<<<<

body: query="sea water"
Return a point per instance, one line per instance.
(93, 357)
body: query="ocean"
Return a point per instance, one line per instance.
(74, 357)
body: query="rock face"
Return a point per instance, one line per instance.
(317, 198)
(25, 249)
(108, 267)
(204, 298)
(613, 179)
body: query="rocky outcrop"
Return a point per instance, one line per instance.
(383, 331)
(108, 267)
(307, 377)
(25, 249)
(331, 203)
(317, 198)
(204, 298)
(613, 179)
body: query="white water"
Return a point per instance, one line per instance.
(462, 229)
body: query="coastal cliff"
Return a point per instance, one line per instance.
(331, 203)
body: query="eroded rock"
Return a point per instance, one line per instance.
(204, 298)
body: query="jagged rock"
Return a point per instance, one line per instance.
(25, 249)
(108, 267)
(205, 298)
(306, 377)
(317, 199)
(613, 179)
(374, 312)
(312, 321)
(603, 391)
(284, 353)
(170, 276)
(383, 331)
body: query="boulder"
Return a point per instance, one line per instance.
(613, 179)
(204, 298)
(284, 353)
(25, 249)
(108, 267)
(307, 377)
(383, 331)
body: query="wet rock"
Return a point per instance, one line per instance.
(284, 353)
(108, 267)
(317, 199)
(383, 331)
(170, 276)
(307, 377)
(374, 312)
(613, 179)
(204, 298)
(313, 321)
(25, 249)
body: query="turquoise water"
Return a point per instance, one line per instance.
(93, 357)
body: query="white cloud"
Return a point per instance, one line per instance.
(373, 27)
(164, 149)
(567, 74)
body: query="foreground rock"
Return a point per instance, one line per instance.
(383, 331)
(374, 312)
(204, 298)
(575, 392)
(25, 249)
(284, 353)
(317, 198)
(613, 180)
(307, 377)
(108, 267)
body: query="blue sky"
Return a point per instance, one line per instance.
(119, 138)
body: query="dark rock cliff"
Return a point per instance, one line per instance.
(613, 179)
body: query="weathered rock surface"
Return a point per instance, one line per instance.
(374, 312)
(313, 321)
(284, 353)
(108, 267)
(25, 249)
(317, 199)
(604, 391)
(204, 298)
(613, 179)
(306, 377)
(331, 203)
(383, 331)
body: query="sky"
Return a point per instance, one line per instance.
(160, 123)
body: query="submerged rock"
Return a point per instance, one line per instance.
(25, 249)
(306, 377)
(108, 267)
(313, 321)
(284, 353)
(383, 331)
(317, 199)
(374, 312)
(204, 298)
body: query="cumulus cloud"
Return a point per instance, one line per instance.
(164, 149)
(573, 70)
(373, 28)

>>>>
<<<<

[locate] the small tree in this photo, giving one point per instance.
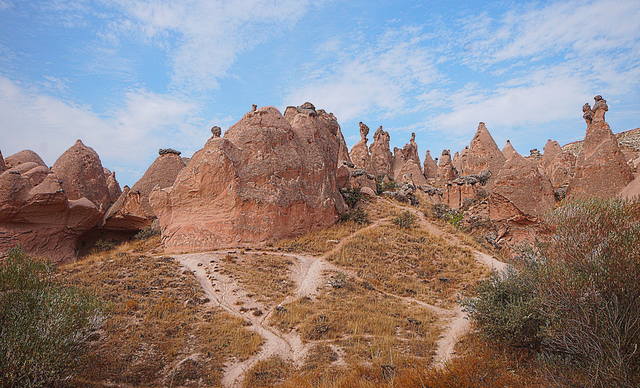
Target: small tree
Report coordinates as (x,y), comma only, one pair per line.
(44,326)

>>>>
<<<<

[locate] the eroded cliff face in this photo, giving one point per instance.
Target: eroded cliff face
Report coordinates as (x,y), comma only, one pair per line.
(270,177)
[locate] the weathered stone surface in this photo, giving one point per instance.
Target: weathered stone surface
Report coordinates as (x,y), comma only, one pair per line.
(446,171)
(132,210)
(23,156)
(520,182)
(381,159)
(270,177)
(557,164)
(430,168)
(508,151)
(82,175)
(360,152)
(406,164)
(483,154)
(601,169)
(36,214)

>>>>

__THE PROBLEM__
Find out how many lines above hold "cliff". Write only the number.

__ANSWER SPACE__
4